▶ Your instructions: Can you set out every line of the rows below as a Markdown table, with the line's number in a column headed "Number" and the line itself in a column headed "Line"? Leave out any blank lines.

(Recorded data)
— start —

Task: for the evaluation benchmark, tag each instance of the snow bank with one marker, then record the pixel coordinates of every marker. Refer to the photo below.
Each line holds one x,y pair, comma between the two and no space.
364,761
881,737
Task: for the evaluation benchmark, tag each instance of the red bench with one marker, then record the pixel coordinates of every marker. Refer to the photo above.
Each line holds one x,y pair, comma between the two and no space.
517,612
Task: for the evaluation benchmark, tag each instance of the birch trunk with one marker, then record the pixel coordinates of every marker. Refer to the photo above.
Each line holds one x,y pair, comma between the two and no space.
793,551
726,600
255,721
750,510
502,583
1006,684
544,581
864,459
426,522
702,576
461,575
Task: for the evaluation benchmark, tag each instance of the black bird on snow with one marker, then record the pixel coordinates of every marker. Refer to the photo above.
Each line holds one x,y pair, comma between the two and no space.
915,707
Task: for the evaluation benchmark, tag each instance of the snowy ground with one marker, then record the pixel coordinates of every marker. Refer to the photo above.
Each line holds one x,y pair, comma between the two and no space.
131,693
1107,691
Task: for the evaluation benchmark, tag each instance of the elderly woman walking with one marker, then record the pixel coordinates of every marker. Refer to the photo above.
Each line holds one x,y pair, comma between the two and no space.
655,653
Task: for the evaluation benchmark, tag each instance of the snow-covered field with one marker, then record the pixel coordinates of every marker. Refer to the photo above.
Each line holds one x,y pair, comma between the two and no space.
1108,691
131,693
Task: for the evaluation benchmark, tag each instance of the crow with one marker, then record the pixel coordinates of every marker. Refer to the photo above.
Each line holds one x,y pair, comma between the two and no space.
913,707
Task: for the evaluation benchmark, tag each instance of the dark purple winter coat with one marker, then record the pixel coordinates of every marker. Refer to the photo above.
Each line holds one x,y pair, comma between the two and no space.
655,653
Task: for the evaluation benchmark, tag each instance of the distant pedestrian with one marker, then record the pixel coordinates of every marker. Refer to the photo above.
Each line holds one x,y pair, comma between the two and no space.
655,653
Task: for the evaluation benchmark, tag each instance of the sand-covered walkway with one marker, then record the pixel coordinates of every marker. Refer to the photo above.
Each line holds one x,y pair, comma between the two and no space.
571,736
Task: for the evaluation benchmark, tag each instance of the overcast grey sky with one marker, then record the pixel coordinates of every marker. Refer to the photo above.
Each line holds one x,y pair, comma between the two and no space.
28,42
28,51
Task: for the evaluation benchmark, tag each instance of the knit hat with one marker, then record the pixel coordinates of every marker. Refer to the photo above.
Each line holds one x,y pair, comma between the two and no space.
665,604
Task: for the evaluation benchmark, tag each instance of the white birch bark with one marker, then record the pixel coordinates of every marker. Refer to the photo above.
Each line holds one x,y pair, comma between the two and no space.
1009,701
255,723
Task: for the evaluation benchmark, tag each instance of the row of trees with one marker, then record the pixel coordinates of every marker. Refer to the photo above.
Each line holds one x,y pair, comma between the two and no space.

— end —

▶ Response to this exercise:
| Number | Line |
|---|---|
| 1 | Task: for the evaluation benchmark, tag each instance of the snow bank with one marker, then record the pixel coordinates of every marker. Refer to the photo below. |
| 2 | Each line holds one x,y pair, comma between the two and no space. |
| 3 | 364,761 |
| 4 | 881,737 |
| 5 | Task: for the evaluation benchmark, tag each instance of the red bench with one marker, then record the pixel coordinates of every marker. Refer to the photo above. |
| 6 | Each line holds one x,y pair, comma between the two and no space. |
| 7 | 517,612 |
| 8 | Task: for the evaluation benchmark, tag each instance of the birch trunk with one marker, then record the pixel coordinates of every marker. Refer to the photo above. |
| 9 | Each line holds one x,y pair, comma between the two and no space. |
| 10 | 793,551 |
| 11 | 726,600 |
| 12 | 255,721 |
| 13 | 750,510 |
| 14 | 502,583 |
| 15 | 1006,684 |
| 16 | 544,581 |
| 17 | 864,459 |
| 18 | 426,522 |
| 19 | 702,576 |
| 20 | 461,575 |
| 21 | Task: for the evaluation benchmark, tag each instance of the black bird on snow with one marker, then record the pixel coordinates of every marker. Refer to the photo above. |
| 22 | Each line holds one x,y pair, comma between the two and no space. |
| 23 | 915,707 |
| 24 | Task: for the evaluation benchmark, tag each instance of the snowy ground with one marker, then record the pixel coordinates of every marker. Refer to the photo above. |
| 25 | Each line holds one x,y pair, comma between the two and no space. |
| 26 | 131,693 |
| 27 | 1107,691 |
| 28 | Task: for the evaluation benchmark, tag each instance of the elderly woman walking with one marker, then record the pixel coordinates of every marker. Refer to the photo above. |
| 29 | Each line holds one x,y pair, comma between the two and no space. |
| 30 | 655,653 |
| 31 | Task: for the evaluation benchmark, tag each instance of the snow-covered field with one marker, then record the pixel coordinates of every marker. Refer to the photo above. |
| 32 | Each line holds one x,y pair, comma between the two and no space. |
| 33 | 1108,691 |
| 34 | 131,693 |
| 35 | Task: for the evaluation benchmark, tag each instance of the crow with one marker, then record the pixel coordinates of every marker. Refer to the photo above. |
| 36 | Each line holds one x,y pair, comma between the two and no space. |
| 37 | 913,707 |
| 38 | Task: for the evaluation benchmark, tag each instance of the dark purple winter coat with one marker, then record the pixel coordinates of every marker. Refer to the photo above. |
| 39 | Each line holds one x,y pair, comma between the two and no space. |
| 40 | 655,653 |
| 41 | Task: for the evaluation benchmark, tag each instance of the distant pedestrian with one marker, then record the pixel coordinates of every marker. Refer to the photo above. |
| 42 | Each line holds one x,y pair, comma between the two and no space. |
| 43 | 655,653 |
| 44 | Task: for the evaluation benchmark, tag each instance of the sand-covered walkway with one marker, then record the pixel coordinates of every marker. Refer to the photo above. |
| 45 | Each line holds one x,y pair, comma between the two and no space. |
| 46 | 571,736 |
| 47 | Task: for the evaluation benchmark, tag each instance of the overcast grey sky with one marker, then record the pixel coordinates of every marker. Refer to the photo above. |
| 48 | Each line holds one x,y pair, comma between the two and no space. |
| 49 | 28,42 |
| 50 | 28,51 |
| 51 | Task: for the evaluation benchmark, tag each instance of the knit hat with one marker, then record the pixel coordinates of every marker. Refer to the photo above. |
| 52 | Each line holds one x,y pair, comma between the two and no space. |
| 53 | 665,604 |
| 54 | Task: for the evaluation benchmark, tag each instance of the white birch bark with one marker, then record the pixel coordinates of every marker. Refer to the photo above. |
| 55 | Each line holds one x,y pair, comma between the two and no space. |
| 56 | 1009,701 |
| 57 | 255,723 |
| 58 | Task: for the evaluation benchmark, tag each instance of the row of trees with one marker, then record the pixel coordinates of every marker. Refer to the photo above. |
| 59 | Each line holds one x,y pair, comma between the two and no space. |